About this exercise: Continue the biography of Hedley Hope-Nicholson from the point where it stops.

Page extract:
Start of Block
- Born: William Hedley Kenelm Nicholson 17 July 1888 Bowdon, Cheshire, England
- Died: 18 July 1969 (aged 81)
- Education: University of Oxford
- Occupation: Barrister
- Spouse: Jaqueline Louise Rachel Hope
- Children: 3, including Felix Hope-Nicholson
- Relatives: Jean Hugo (son-in-law)

= Hedley Hope-Nicholson =

Hedley Hope-Nicholson (born William Hedley Kenelm Nicholson; 17 July 1888 – 18 July 1969), barrister and littérateur, was, with his wife Jaqueline, notable in English artistic and literary circles in the first half of the twentieth century.

==Early life and education==
(William) Hedley Kenelm Nicholson was born at Bowdon, Cheshire, son of Alfred John Nicholson (1858-1928), a woollen merchant and coat manufacturer (Nicholson's Raincoats, of St Albans, Hertfordshire) from a family of Manchester tailors, and his wife Mary (1856-1926), daughter of currier Thomas Cleghorn, of Bildeston, Suffolk. His twin brother, Sigismund John Nicholson, died aged two. The family later lived at St Albans. Nicholson was educated at the University of Oxford.

==Career==
A barrister of the Inner Temple, and heir to his father's "raincoat fortune", Hope-Nicholson counted among various eccentric hobbies a keen interest in King Charles I and was editor of the quarterly magazine of the Society of King Charles the Martyr. He kept a relic from the King's coffin and a piece of the shirt he wore on the scaffold in a box in the consecrated chapel in their London family home, More House, 34, Tite Street, Chelsea, formerly home of Oscar Wilde. His other great passion was for the Russian ballet. He was the author of The Mindes Delight: or Variety of Memorable Matters Worthy of Observation (1928). Hope-Nicholson had joined the Norfolk Regiment as a private in 1916, but applied for discharge on medical grounds for lung trouble, and was discharged having been assessed as unlikely to make a good soldier.
End of Block
Dataset excerpts:
Start of Block
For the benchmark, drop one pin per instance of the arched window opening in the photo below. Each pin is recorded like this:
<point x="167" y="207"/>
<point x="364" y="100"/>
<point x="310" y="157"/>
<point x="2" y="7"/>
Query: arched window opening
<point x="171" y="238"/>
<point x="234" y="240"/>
End of Block
Answer space:
==Personal life==
In 1916, Nicholson married Jaqueline Louise Rachel (1889-1972), daughter of Adrian Charles Francis Hope, descended from the Earls of Hopetoun, subsequently changing his surname to Hope-Nicholson by deed-poll. Jaqueline Hope-Nicholson was a genealogist, heraldic artist and impassioned costumier dealing with vast outdoor pageants and innumerable amateur theatricals but her greatest interest was in the Stuart kings, primarily Charles II. They separated amicably in 1937.

Their children were the artist Mary Lauretta Jaqueline Carola Desirée Valentine Esmé ('Lauretta', 1919–2005) who married the artist Jean Hugo in 1949 and worked as an assistant editor on the Burlington Magazine and with Richard Buckle on his publication 'Ballet'; Marie-Jaqueline Albertine Dorothea Beatrice Alexina Romaine Adriana (9 August 1922 – 17 May 2010; married in 1945 war correspondent (Herbert) Maurice Lancaster and had two daughters), who compiled Brian Howard: Portrait of a Failure in 1968, about Brian Howard; and (Charles) Felix Otho Victor Gabriel John Adrian (1921–1990), genealogist and antiquarian.

==Couplet==
According to the art historian and writer Bevis Hillier, John Betjeman wrote a libellous couplet about Hope-Nicholson and his (at the time unusual for a man) habit of using make-up:

H is for Hedley, who lives in a Place.

What he makes on his bottom, he spends on his face.

However, James Lees-Milne, in his Diaries, gave a different account and version of the poem: "John Betjeman quotes the following couplet composed by the Widow Lloyd about Hedley Hope-Nicholson, that painted- but delightful- old queen:

H is for Hedley, the pride of Old Place,

What he earned from his bottom he spent on his face.